PROBLEM A:
List every line of the listing that contains the word "embroidered", treating case as significant.

Let $ \mathcal{A} $ be a C*-algebra, $ \mathcal{A}_{+} $ the set of all positive elements, and $ \mathbb{B}(\mathcal{A}_{+}) $ the set of all positive elements with norm $ \leq 1 $. Let $ a \in \mathcal{A}_{+} $. Next, define a partial ordering $ \preceq $ on $ (0,\infty) $ as follows: $$ \forall r,s \in (0,\infty): \quad r \preceq s \stackrel{\text{def}}{\iff} r \geq_{\mathbb{R}} s. $$ Clearly, $ ((0,\infty),\preceq) $ is a directed set.

Question: Is the net $ \nu_{a}: ((0,\infty),\preceq) \to \mathbb{B}(\mathcal{A}_{+}) $ defined by $ \nu_{a} \stackrel{\text{def}}{=} ({g_{\epsilon}}(a))_{\epsilon \in (0,\infty)} $ an approximate identity of $ \mathcal{A} $?

We shall show the following:

  • If $ \mathcal{A} $ is unital, then $ \nu_{a} $ is an approximate identity if and only if $ 0 \notin \sigma(a) $.

  • If $ \mathcal{A} $ is non-unital, then $ \nu_{a} $ may not be an approximate identity for any $ a \in \mathcal{A}_{+} $.


Let $ \mathcal{A} $ be a unital C*-algebra.

  • Suppose that $ 0 \notin \sigma(a) $. Then $ \sigma(a) \subseteq [\delta,\infty) $ for some $ \delta > 0 $, so we have \begin{align} \forall t \geq \delta, ~ \forall \epsilon > 0: \quad \left| 1 - \frac{t}{t + \epsilon} \right| &= \left| \frac{\epsilon}{t + \epsilon} \right| \\ &\leq \left| \frac{\epsilon}{\delta} \right| \\ &= \frac{\epsilon}{\delta}. \end{align} Hence, $ \displaystyle \lim_{\epsilon \to 0^{+}} \| 1_{\sigma(a)} - g_{\epsilon} \|_{\sigma(a),\infty} = 0 $. By the Continuous Functional Calculus, $ \displaystyle \lim_{\epsilon \to 0^{+}} {g_{\epsilon}}(a) = \mathbf{1}_{\mathcal{A}} $. Therefore, $ \nu_{a} $ is an approximate identity.

AVAILABLE DATA:
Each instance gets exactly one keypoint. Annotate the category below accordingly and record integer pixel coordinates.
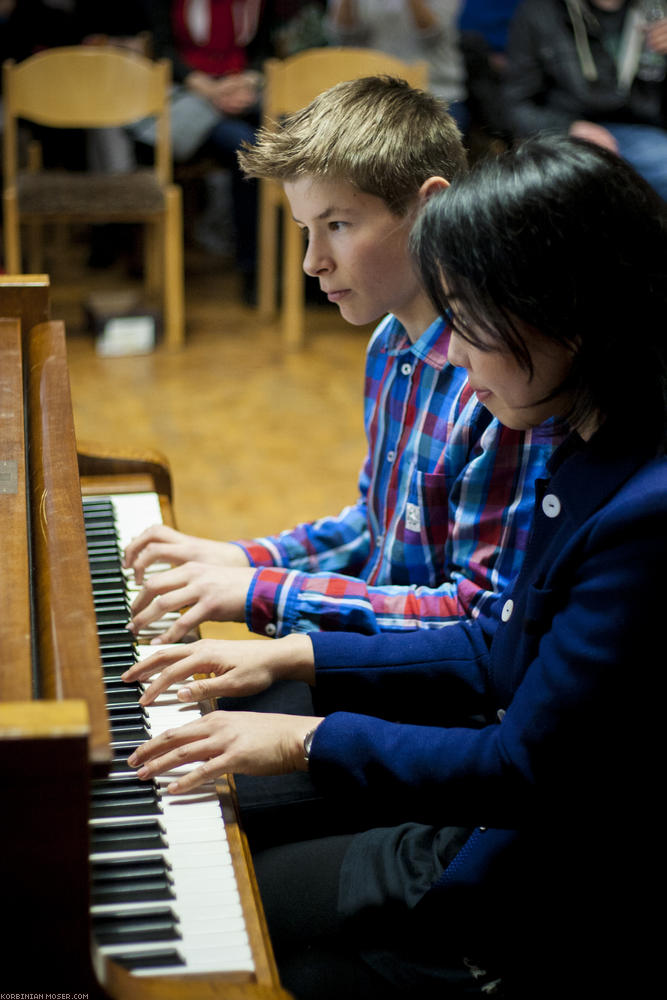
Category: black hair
(563, 237)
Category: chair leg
(35, 247)
(293, 310)
(174, 309)
(267, 249)
(12, 235)
(154, 262)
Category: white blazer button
(551, 505)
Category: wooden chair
(94, 87)
(291, 84)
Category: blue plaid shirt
(443, 512)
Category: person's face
(503, 386)
(358, 250)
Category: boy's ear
(430, 186)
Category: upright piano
(111, 889)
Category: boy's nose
(316, 261)
(456, 352)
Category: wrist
(294, 658)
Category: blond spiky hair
(377, 133)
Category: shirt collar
(431, 347)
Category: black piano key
(119, 656)
(140, 890)
(125, 927)
(141, 835)
(118, 723)
(109, 584)
(125, 807)
(102, 565)
(135, 960)
(130, 734)
(117, 869)
(108, 787)
(128, 697)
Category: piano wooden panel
(70, 665)
(53, 741)
(16, 683)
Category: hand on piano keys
(225, 742)
(161, 544)
(206, 593)
(240, 668)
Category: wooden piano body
(54, 733)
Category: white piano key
(207, 902)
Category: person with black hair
(503, 843)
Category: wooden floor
(257, 440)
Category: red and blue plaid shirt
(443, 514)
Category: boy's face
(358, 250)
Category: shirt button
(551, 505)
(508, 608)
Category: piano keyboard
(164, 897)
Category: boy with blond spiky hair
(445, 494)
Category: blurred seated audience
(206, 41)
(596, 69)
(410, 30)
(483, 27)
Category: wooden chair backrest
(86, 86)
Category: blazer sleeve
(577, 718)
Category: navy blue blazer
(535, 729)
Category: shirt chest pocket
(426, 514)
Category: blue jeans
(645, 148)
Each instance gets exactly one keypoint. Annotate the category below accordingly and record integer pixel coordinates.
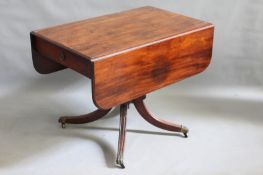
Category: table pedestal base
(141, 108)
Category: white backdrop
(223, 106)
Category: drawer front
(55, 53)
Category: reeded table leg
(99, 113)
(122, 132)
(140, 106)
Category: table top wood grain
(126, 54)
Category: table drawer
(44, 49)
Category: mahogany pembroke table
(126, 55)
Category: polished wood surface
(101, 37)
(126, 54)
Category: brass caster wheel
(63, 125)
(185, 131)
(120, 163)
(63, 122)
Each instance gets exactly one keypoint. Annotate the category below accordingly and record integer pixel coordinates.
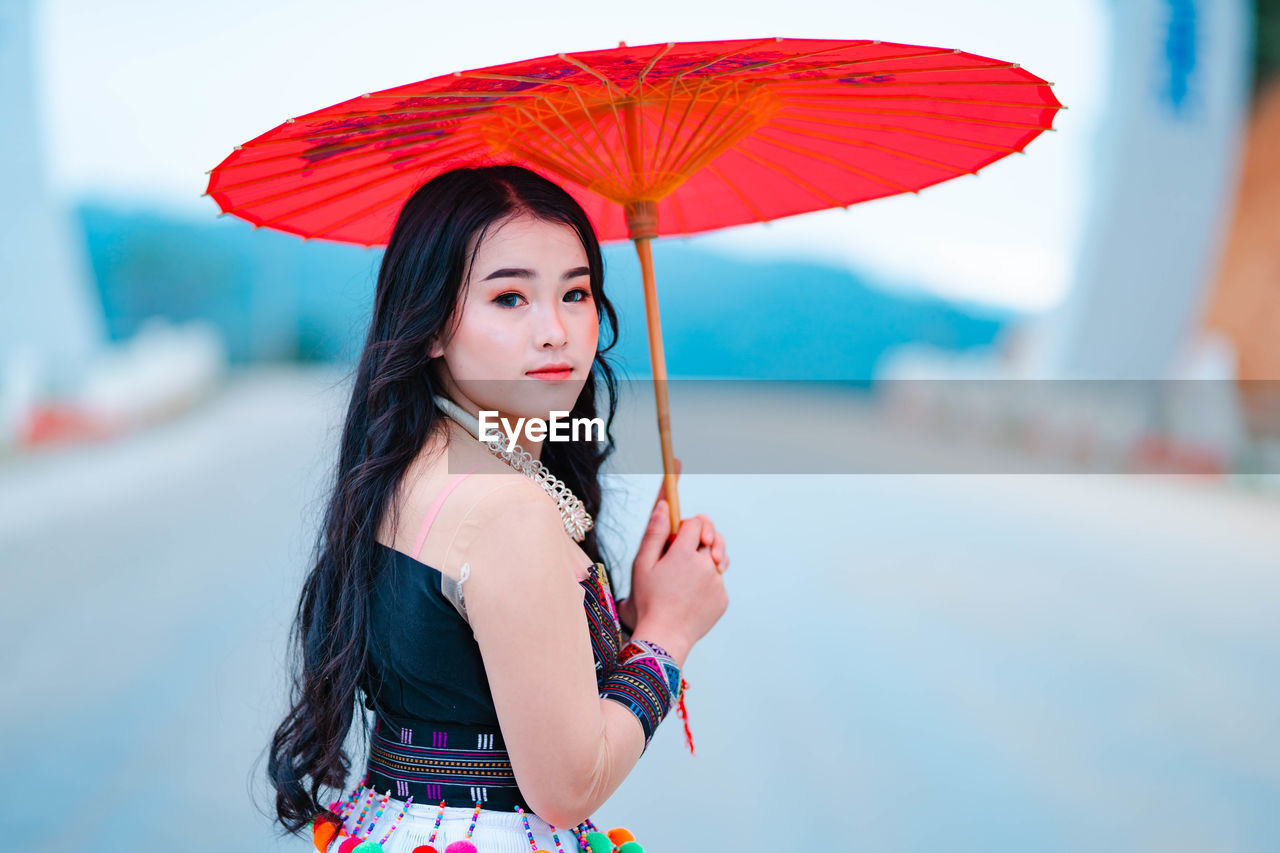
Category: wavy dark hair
(388, 420)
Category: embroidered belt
(460, 763)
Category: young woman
(460, 593)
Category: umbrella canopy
(668, 138)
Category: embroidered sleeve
(647, 682)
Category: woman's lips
(551, 374)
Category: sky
(140, 99)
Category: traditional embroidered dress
(438, 770)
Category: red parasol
(668, 138)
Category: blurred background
(1066, 642)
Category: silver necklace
(572, 511)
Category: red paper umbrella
(670, 138)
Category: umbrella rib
(680, 218)
(766, 63)
(595, 127)
(694, 162)
(325, 135)
(675, 135)
(900, 128)
(846, 63)
(693, 136)
(949, 117)
(840, 163)
(599, 164)
(362, 150)
(647, 68)
(408, 110)
(864, 144)
(328, 200)
(583, 164)
(613, 108)
(321, 182)
(355, 215)
(743, 196)
(826, 196)
(723, 56)
(844, 99)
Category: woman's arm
(570, 748)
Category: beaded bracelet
(647, 680)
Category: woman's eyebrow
(516, 272)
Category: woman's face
(526, 304)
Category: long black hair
(388, 420)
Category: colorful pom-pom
(323, 831)
(599, 843)
(620, 835)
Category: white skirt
(401, 830)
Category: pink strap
(435, 507)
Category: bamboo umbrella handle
(641, 218)
(659, 381)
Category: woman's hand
(677, 592)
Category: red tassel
(684, 715)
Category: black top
(437, 734)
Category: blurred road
(909, 662)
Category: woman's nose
(552, 328)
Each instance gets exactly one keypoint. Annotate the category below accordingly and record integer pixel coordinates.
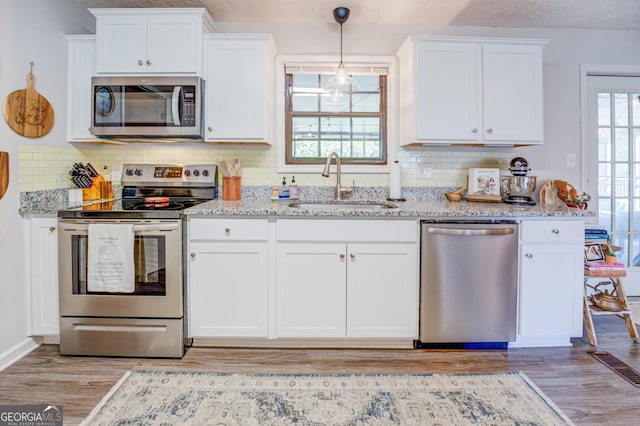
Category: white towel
(110, 258)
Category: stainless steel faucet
(339, 189)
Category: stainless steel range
(121, 264)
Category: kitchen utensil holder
(231, 186)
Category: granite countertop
(406, 209)
(421, 203)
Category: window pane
(622, 144)
(604, 109)
(621, 109)
(604, 144)
(604, 179)
(621, 180)
(636, 109)
(322, 123)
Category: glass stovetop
(133, 207)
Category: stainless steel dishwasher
(468, 284)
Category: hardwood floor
(584, 389)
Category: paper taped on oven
(110, 258)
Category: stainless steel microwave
(147, 107)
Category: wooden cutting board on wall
(4, 172)
(27, 112)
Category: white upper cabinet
(167, 40)
(81, 66)
(470, 91)
(239, 88)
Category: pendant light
(341, 82)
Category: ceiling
(618, 15)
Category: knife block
(94, 191)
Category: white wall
(21, 43)
(30, 30)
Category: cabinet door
(173, 43)
(447, 91)
(382, 290)
(44, 276)
(81, 66)
(550, 290)
(121, 44)
(237, 90)
(311, 290)
(228, 289)
(512, 93)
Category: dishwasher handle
(470, 232)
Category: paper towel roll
(395, 192)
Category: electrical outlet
(424, 170)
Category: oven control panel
(164, 173)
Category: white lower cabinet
(43, 265)
(362, 289)
(228, 278)
(551, 277)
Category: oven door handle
(160, 227)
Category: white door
(311, 290)
(228, 289)
(382, 290)
(512, 93)
(612, 161)
(447, 91)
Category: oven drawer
(130, 337)
(228, 229)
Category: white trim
(16, 352)
(386, 61)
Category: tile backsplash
(43, 168)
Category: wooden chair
(612, 280)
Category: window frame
(288, 126)
(282, 61)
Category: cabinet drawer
(552, 231)
(229, 229)
(347, 230)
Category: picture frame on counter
(484, 185)
(593, 253)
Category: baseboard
(13, 354)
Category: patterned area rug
(172, 398)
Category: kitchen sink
(343, 204)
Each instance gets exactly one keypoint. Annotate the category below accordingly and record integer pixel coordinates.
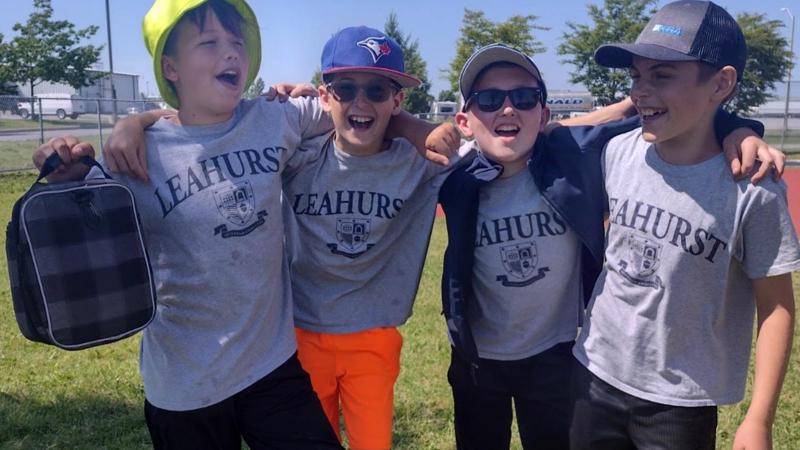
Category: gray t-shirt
(359, 231)
(671, 316)
(526, 272)
(214, 232)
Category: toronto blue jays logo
(642, 261)
(352, 235)
(520, 261)
(236, 203)
(377, 47)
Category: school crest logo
(352, 235)
(377, 47)
(642, 260)
(236, 204)
(520, 262)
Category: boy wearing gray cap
(690, 255)
(525, 246)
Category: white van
(60, 105)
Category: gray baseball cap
(686, 30)
(491, 54)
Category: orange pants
(356, 371)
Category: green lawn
(92, 399)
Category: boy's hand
(125, 152)
(442, 143)
(70, 150)
(282, 91)
(743, 146)
(752, 435)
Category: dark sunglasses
(490, 100)
(376, 92)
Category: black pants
(607, 418)
(280, 411)
(539, 388)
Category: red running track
(792, 178)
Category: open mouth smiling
(507, 130)
(360, 122)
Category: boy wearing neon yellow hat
(219, 360)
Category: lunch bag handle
(54, 161)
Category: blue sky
(293, 32)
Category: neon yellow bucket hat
(162, 18)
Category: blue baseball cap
(687, 30)
(364, 49)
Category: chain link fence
(27, 122)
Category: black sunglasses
(376, 92)
(490, 100)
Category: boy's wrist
(759, 416)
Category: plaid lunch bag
(78, 265)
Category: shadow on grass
(67, 423)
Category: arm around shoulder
(775, 309)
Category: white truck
(60, 105)
(440, 111)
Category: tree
(255, 89)
(615, 21)
(48, 50)
(768, 61)
(477, 31)
(418, 99)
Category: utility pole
(111, 67)
(788, 83)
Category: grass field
(92, 399)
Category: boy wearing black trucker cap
(690, 255)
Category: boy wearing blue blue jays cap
(363, 213)
(691, 255)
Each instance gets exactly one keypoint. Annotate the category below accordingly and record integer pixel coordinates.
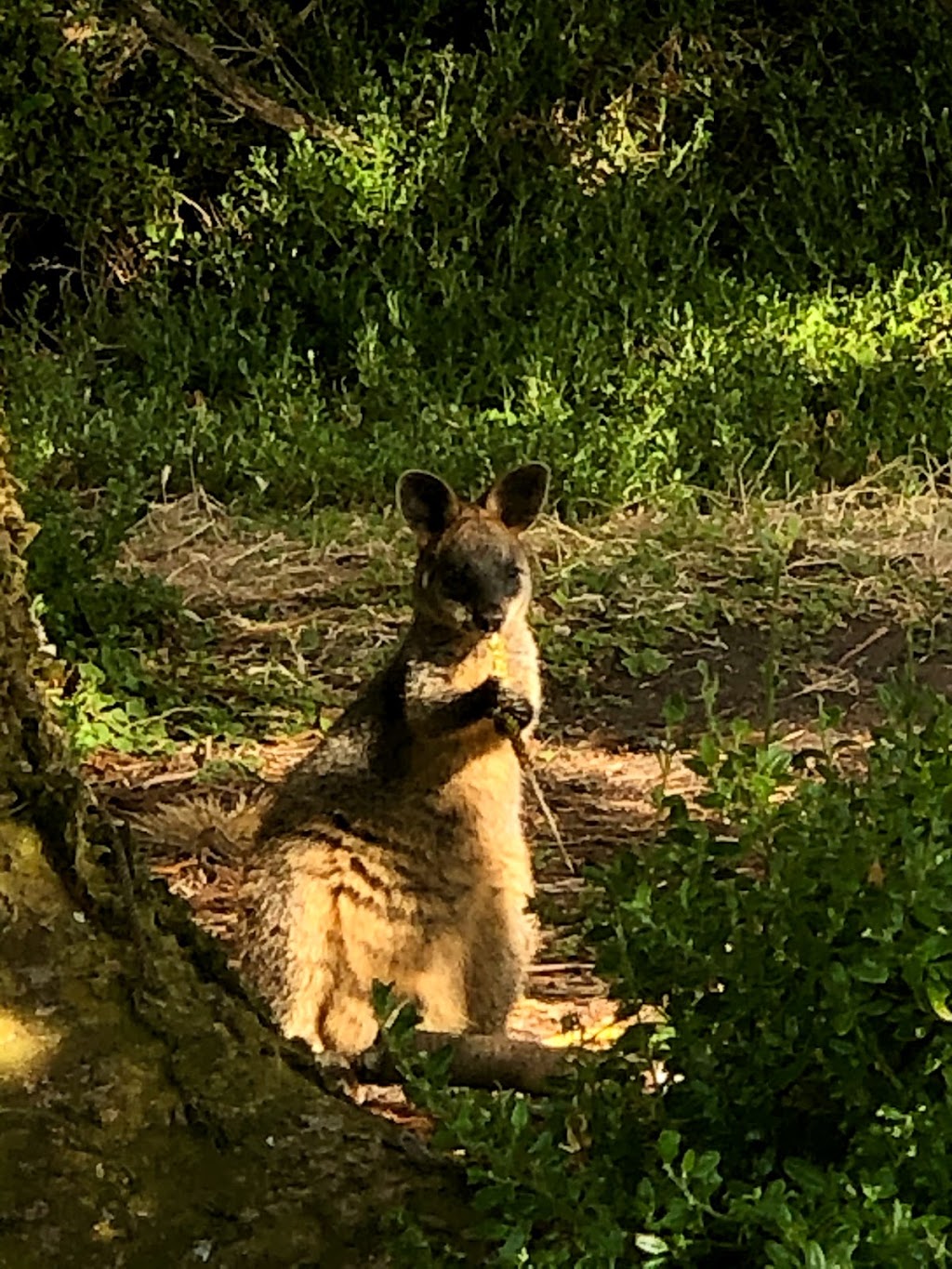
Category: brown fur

PROBLEM B:
Reproduce the C*-algebra passage word for word, everything from "Question: Is the" down to "a unital C*-algebra.".

TASK SOLUTION A:
Category: embroidered belt
Category: embroidered sleeve
Category: traditional embroidered dress

TASK SOLUTION B:
Question: Is the net $ \nu_{a}: ((0,\infty),\preceq) \to \mathbb{B}(\mathcal{A}_{+}) $ defined by $ \nu_{a} \stackrel{\text{def}}{=} ({g_{\epsilon}}(a))_{\epsilon \in (0,\infty)} $ an approximate identity of $ \mathcal{A} $?

We shall show the following:

  • If $ \mathcal{A} $ is unital, then $ \nu_{a} $ is an approximate identity if and only if $ 0 \notin \sigma(a) $.

  • If $ \mathcal{A} $ is non-unital, then $ \nu_{a} $ may not be an approximate identity for any $ a \in \mathcal{A}_{+} $.


Let $ \mathcal{A} $ be a unital C*-algebra.